Work order> Out of the listing below, copy every line that carries the string "logo".

[[ Materials provided, beginning ]]

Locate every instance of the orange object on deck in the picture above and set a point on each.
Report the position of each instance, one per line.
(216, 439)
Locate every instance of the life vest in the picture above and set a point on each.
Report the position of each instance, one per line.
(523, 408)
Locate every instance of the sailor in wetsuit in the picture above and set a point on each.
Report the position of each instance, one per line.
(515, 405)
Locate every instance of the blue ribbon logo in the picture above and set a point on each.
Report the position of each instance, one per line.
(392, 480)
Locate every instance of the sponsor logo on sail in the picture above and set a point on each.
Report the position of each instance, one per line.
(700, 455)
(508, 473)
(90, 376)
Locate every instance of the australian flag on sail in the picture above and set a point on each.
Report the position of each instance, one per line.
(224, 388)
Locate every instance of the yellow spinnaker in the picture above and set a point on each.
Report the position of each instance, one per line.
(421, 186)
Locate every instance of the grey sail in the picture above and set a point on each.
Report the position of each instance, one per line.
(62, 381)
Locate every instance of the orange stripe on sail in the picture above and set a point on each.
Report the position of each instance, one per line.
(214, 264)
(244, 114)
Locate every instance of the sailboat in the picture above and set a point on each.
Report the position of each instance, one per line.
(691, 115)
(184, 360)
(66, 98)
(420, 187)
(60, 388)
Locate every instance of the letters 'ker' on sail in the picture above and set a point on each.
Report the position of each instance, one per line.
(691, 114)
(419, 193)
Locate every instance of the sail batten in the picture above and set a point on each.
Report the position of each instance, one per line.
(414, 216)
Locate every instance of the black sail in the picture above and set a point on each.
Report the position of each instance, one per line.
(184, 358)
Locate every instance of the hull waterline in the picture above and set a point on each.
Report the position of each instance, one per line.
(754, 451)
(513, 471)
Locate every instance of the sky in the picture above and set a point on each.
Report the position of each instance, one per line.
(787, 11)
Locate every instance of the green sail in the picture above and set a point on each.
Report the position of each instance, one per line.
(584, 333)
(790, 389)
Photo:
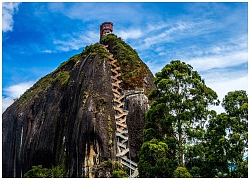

[[ Materials provided, end ]]

Your solution>
Locate every instance of the blue ribbon logo in the picture above and set a point on each.
Locate every instance of the sponsor logo on sail in the picture above and set a point on each.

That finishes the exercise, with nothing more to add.